=== TASK TO COMPLETE ===
The whole listing below needs to be duplicated exactly, pictures aside.
== Segment start ==
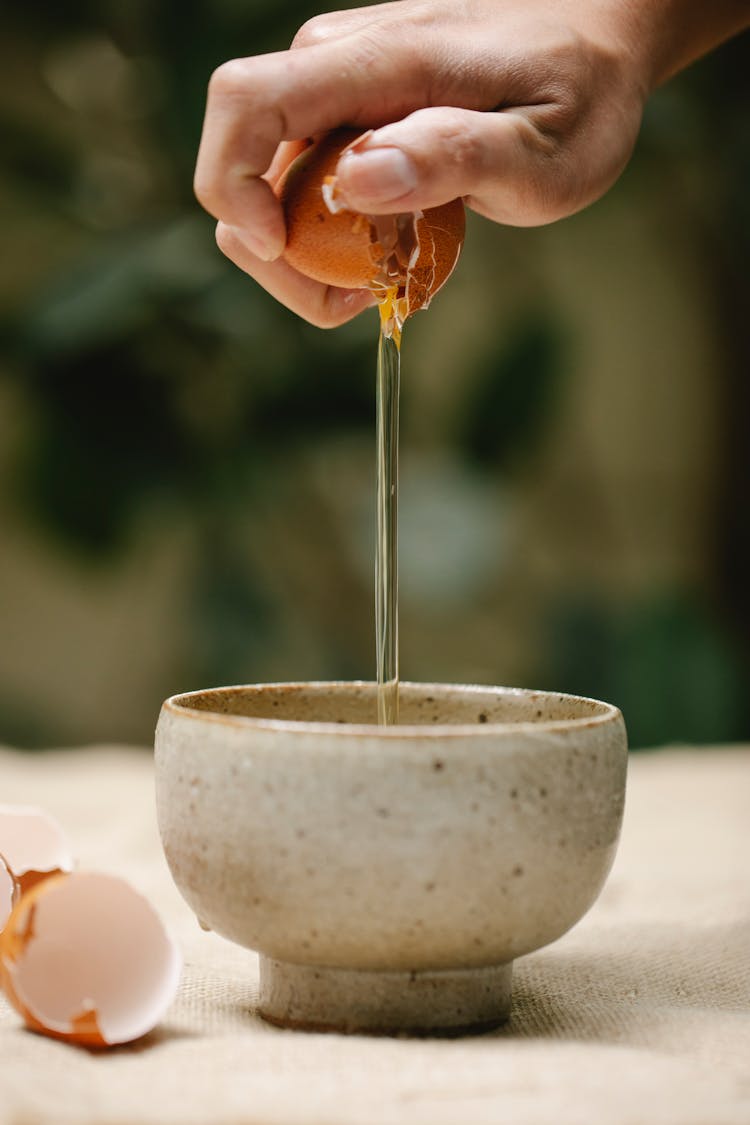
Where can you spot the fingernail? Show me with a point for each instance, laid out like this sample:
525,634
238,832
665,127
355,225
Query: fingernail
378,176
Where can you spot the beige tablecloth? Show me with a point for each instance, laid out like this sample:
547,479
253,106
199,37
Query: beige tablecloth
639,1016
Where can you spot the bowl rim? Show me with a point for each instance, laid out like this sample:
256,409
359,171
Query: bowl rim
178,705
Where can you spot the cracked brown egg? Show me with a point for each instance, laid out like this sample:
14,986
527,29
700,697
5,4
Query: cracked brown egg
405,257
8,893
86,959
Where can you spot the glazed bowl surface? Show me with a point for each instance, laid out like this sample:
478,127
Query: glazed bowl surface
478,829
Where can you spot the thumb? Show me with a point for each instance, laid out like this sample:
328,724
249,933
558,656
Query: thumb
499,162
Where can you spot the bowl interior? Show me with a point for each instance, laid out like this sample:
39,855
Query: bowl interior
419,704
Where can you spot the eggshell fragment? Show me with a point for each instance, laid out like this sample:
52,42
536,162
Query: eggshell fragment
8,893
33,845
412,253
86,959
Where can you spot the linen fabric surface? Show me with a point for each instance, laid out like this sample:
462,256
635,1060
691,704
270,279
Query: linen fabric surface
639,1016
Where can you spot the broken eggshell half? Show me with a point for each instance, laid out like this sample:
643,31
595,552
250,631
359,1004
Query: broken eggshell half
86,959
33,845
8,893
408,254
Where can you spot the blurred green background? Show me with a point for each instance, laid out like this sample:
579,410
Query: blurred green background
187,469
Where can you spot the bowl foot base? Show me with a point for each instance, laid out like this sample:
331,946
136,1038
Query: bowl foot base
382,1002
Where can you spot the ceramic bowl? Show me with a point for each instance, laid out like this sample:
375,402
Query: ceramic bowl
388,875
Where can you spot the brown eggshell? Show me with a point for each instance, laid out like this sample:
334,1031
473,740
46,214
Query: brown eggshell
33,845
342,248
84,957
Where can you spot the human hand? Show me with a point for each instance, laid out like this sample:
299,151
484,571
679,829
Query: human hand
527,110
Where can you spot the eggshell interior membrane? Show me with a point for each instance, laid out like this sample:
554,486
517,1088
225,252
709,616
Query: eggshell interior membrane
412,253
7,893
87,959
32,844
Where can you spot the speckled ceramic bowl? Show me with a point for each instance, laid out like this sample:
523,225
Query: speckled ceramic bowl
388,876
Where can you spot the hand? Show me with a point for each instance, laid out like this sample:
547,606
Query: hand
529,109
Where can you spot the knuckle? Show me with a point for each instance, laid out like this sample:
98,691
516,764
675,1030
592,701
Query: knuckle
225,239
227,80
207,190
314,30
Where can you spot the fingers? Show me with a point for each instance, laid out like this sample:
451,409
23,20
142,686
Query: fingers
502,163
508,165
325,306
255,104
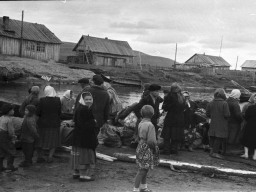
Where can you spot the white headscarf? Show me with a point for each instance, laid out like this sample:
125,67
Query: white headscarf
49,91
235,94
81,100
67,95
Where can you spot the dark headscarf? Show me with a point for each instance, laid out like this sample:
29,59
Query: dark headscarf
176,90
220,93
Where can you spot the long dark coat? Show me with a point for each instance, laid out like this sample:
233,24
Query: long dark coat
147,100
248,139
174,122
84,134
49,111
234,121
218,111
101,105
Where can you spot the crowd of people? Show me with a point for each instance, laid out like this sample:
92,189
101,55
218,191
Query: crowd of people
98,104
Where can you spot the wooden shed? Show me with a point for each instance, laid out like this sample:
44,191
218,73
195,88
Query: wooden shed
103,51
202,60
37,41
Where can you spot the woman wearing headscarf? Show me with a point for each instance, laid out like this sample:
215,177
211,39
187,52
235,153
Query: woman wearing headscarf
67,105
235,119
218,111
84,140
174,105
48,111
248,140
32,99
115,102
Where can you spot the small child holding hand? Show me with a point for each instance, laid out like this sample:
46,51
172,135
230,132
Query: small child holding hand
147,153
7,138
29,135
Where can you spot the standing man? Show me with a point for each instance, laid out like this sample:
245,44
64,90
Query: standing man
101,101
153,99
85,85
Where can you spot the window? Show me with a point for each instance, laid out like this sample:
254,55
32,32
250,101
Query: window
30,46
40,47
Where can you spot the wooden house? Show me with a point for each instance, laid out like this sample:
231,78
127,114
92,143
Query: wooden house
249,65
202,60
103,51
36,42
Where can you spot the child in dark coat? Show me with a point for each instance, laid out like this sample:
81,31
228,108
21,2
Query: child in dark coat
29,135
84,140
7,138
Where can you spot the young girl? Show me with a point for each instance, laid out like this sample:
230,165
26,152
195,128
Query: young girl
84,140
29,135
147,153
7,138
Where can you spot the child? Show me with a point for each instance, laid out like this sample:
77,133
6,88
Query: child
28,135
84,140
7,138
147,153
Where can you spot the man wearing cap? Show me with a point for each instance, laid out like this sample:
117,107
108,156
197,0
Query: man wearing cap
85,85
153,99
101,101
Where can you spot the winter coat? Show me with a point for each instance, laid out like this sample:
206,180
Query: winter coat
29,130
249,135
84,134
218,111
101,104
49,111
147,100
174,122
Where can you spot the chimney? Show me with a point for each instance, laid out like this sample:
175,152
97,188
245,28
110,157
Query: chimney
6,22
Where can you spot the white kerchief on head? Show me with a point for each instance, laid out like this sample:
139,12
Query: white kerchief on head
49,91
235,94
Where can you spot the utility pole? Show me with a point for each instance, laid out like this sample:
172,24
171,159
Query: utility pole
221,45
236,62
174,65
21,34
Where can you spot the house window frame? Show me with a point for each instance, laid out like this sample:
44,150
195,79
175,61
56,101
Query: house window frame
40,47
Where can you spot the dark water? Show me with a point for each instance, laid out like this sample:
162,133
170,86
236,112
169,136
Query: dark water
16,93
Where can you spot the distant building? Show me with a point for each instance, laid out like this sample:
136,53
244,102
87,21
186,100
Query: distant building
38,41
102,51
249,65
202,60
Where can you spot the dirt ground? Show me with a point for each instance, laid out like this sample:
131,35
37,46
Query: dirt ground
119,176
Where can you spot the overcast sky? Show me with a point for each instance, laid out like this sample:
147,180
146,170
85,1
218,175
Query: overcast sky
151,26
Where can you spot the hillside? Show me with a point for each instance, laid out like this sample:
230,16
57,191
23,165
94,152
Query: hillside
67,47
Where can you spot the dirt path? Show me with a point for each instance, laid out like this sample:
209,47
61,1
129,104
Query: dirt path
119,176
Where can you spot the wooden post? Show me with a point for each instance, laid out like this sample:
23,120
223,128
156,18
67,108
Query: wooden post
21,34
174,65
236,62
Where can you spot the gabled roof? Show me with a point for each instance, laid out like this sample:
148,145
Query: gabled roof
211,60
249,64
104,45
31,31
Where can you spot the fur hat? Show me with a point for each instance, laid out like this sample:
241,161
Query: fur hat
84,81
97,79
6,108
154,87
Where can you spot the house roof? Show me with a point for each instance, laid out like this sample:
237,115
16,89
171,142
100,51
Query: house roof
31,31
212,60
104,45
249,64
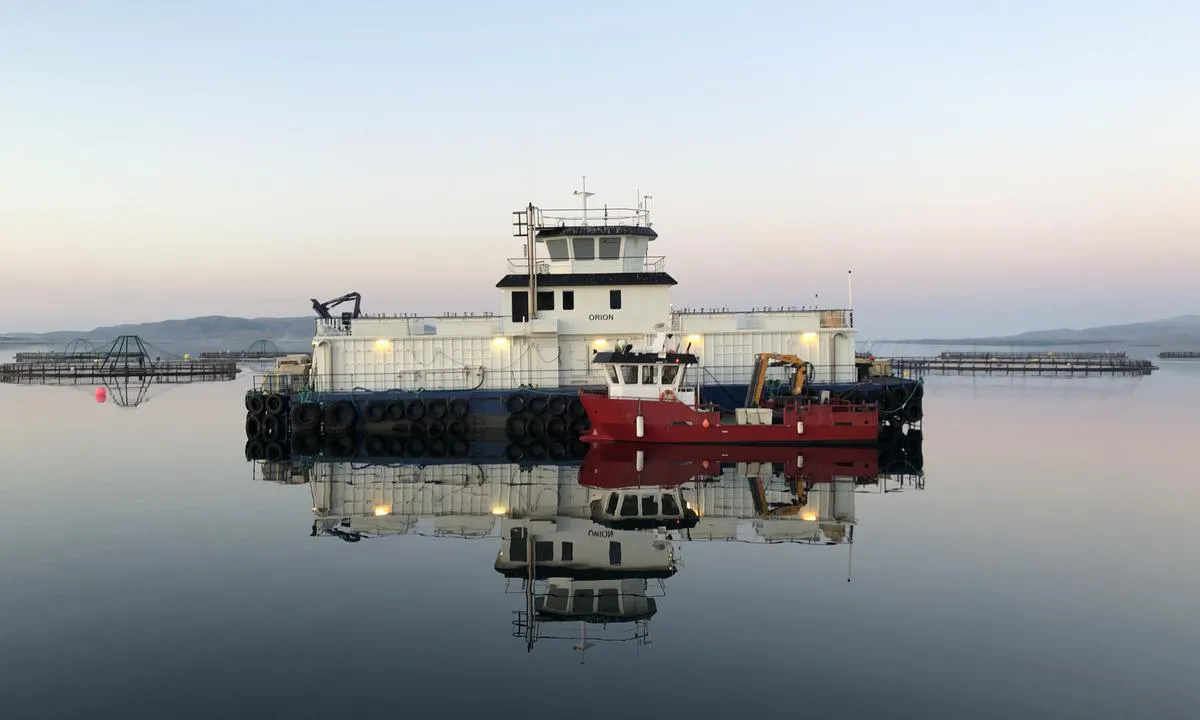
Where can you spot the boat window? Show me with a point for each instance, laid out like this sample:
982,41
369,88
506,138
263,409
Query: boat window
629,375
609,601
557,599
649,375
629,507
669,373
585,249
557,249
613,553
610,249
649,505
612,373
== Segment end ==
=== THE COMPLETED TASK ===
Where can you spot the fingernail? Show me with a point for each instance, laid out like this sample:
525,634
238,832
665,127
355,225
Query: fingernail
378,176
Where can you spot the beige tablecloth? Show me with a point for each instance, laid out like this sample:
547,479
253,106
199,37
Query: beige tablecloth
639,1016
Where can you spot the bowl rim? Show me with a point for each instance, laid out like this sample:
256,409
359,171
Query: bowl rim
178,705
Where can you spot the cracked brown egg? Show me with a point for each instance, laid out like this sample:
14,986
527,29
700,697
5,4
Query: cracked brown egg
405,257
8,893
86,959
Where can you spot the glazed bowl surface? Show me with a point for each instance, laid out like this sample:
478,127
Query: glazed bowl surface
478,829
Where can you spot the thumb? Show me with a point for each instance, laid out like this sample:
328,724
249,933
558,656
Query: thumb
499,162
Where can you spot the bowl interior? Show me with a point for each instance, laid out like this sample:
39,855
Query: bowl interior
419,704
Where can you spot the eggshell fragment? Show me with a point for each instance, laid out like this sample:
52,42
536,162
Query: eggshell fragment
8,893
33,845
412,253
86,959
Where can you spot the linen fabric surface? Show me with a point for each instance, laid out like this sample:
462,256
635,1060
691,704
270,279
Query: linen fabric surface
639,1016
Where can you spot the broken eggshell half? Show me with a point for each instance, laid out like this sample:
643,31
595,552
250,631
359,1004
Query: broken eggshell half
86,959
33,845
8,893
408,254
Where can you spot the blurred green background? Show me with a point for each instance, laid out like this sample:
579,410
Query: blurred green background
187,469
Where can you spot the bowl foot base? Show me with a point for each instance, laid out like this sample:
331,946
136,1038
Query: bowl foot base
382,1002
Where can you spot the ceramic bowl? Show me with a point for each instance, laid out like this sample:
375,402
Query: ceramic bowl
388,875
Where can you spot the brown eggshell? Show me with a point for each instance, laid out like this sample:
334,1031
473,740
46,214
Query: brown eggshell
33,845
342,248
84,957
Where can you spot the human hand? Show me with a point for each instance, laid out like this sample:
299,151
484,571
679,829
Query: human hand
527,110
Where can you spot the eggshell interior membrane? Show me with a point for each instance, laid out like this sample:
554,486
517,1088
225,252
709,616
Query: eggshell interior membrane
412,253
7,893
87,959
32,844
Where can you spot the speckled ceramic bowl? Show me with a point for each instance, laid out like this sample:
523,225
Query: speckled ceramic bowl
388,876
Where can you spot the hand? Show me with a point for each instance, laid out like this sample:
547,606
Query: hand
529,109
Where can you spot the knuckle? Show me with a point for each instance, laid out like this sample:
98,691
516,764
675,1030
592,701
Query: knuckle
225,239
227,80
207,190
314,30
Where can you spot the fingers? Show me with a point for each instance, laid out like this sample:
451,409
23,20
142,686
Query: fingers
502,163
508,165
325,306
255,104
Where can you spot the white headscarf? Show me with a point for each instance, laid out like this sample:
125,67
Query: white headscarf
49,91
235,94
81,100
67,95
Where can you spot the dark headscarf? Show me with a point for each instance, laid out like this sample:
29,59
Query: dark headscarf
176,90
220,93
Where can you spot the long dark coat? Show me with a point for each instance, laid out like this sample:
233,24
Query: long dark coat
147,100
248,139
174,122
84,134
49,111
234,121
218,111
101,105
Where can you spot the crowd of people? Show me with a point for each instance, laid out like this sample:
92,189
101,55
218,191
Query: crowd of people
98,104
Where can you spot the wooden shed? Show me with a point for each instance, laid out like this sample:
44,191
218,73
195,88
Query: wooden shed
103,51
202,60
37,41
Where can you spot the woman wearing headscarf? Show me with a point for each instance, laid out like this sample:
215,177
211,39
187,52
235,153
Query: woman wearing headscarf
67,105
235,119
218,111
84,140
174,105
48,111
248,140
32,99
115,102
Where can you spot the small child holding hand? Show me with a point for each instance, laid out like this sample:
46,51
172,135
230,132
Query: small child holding hand
147,153
7,138
29,135
Where can you spot the standing man? Show me with a point for each instance, laid out like this sample:
245,44
64,90
Query: standing man
101,101
153,99
85,85
Where can you spot the window? Show me with a point for each instance, laid out like this sample:
254,55
32,32
250,101
Query: window
30,46
40,47
Where can you spot the wooden house? Show me with a point for each instance, laid out like this sample:
231,78
127,114
92,143
Query: wooden house
249,65
202,60
103,51
36,42
Where can you spot the child in dark coat? Show me with a point for each instance, laid out like this sample:
81,31
228,108
21,2
Query: child in dark coat
29,135
84,140
7,138
Where can you spot the young girl? Show me with a point for each instance, laid out like this sample:
230,165
26,152
195,128
Query: young girl
84,140
29,135
147,153
7,138
Where can you spot the child? Show me with a point for each instance, laid out like this sample:
77,133
6,88
Query: child
28,135
84,140
7,138
147,153
Where can you spot the man wearing cap? Show me with a point for each instance, laid out like this sample:
117,107
108,156
197,0
Query: man wearing cap
85,85
153,99
101,101
Where can you spot the winter coat? Show me with a point for each instance, laid out like this sample:
206,180
Query: winter coat
29,130
249,135
84,134
218,111
101,104
49,111
147,100
174,122
Where can you spot the chimney? Show me with a point for each instance, laid out like this sample:
175,152
97,188
245,28
110,157
Query: chimney
6,22
Where can you spot the white kerchief on head? Show me with a point for each instance, laid out like this sample:
139,12
Query: white kerchief on head
49,91
235,94
Where can you spot the utility pole? Show me with a point for each instance, laid out like this sample:
172,24
171,159
Query: utility pole
221,45
236,62
174,65
21,34
Where can you spot the house window frame? Show me with a point for each instance, laid out like this sample:
44,150
195,79
175,61
56,101
Query: house window frame
40,47
Where can you spot the dark water? Show me with a point for each instance, laid out like this sample:
162,133
170,86
236,112
169,136
Query: dark water
16,93
Where can you spot the distant building? Show me with a point for each instance, laid out like this sample:
136,53
244,102
87,21
186,100
Query: distant building
38,41
102,51
249,65
202,60
Where can you spot the dirt ground? Show me with a point for each instance, laid out like this sample:
131,35
37,46
Query: dirt ground
119,176
Where can you spot the overcast sky? Show me with a point for each instance, laid out like this sample:
147,180
146,170
85,1
218,175
Query: overcast sky
151,26
Where can you spot the hillside? Show me with a point for each instance, laid out like this sample:
230,16
57,191
23,165
94,152
Query: hillside
67,47
Where can you spot the dirt path? Show me with a point for each instance, laid out like this sample:
209,47
61,1
129,104
Query: dirt path
119,176
Where can you spot the wooden post? Show me with a point for each instance, laid out like this sample:
23,120
223,128
156,18
67,108
Query: wooden post
21,34
174,65
236,62
Where can you spot the gabled roof? Show me with a point for each instance, laid out like this sample:
148,145
Query: gabled roof
211,60
249,64
104,45
31,31
Where can you spot the fur hat? Show me with a point for each instance, laid out like this sample:
241,161
Query: fur hat
84,81
97,79
6,108
154,87
Where can you spot the house roof? Show me with a point for each instance, laid out like this sample:
237,115
16,89
171,142
100,51
Query: house roof
31,31
212,60
104,45
249,64
Where can you spot the boat window? Show me with a point for each instance, laid out like this sample:
982,41
369,88
506,138
263,409
Query: boat window
629,375
609,601
557,599
649,375
629,507
669,373
585,249
557,249
613,553
610,249
649,505
612,373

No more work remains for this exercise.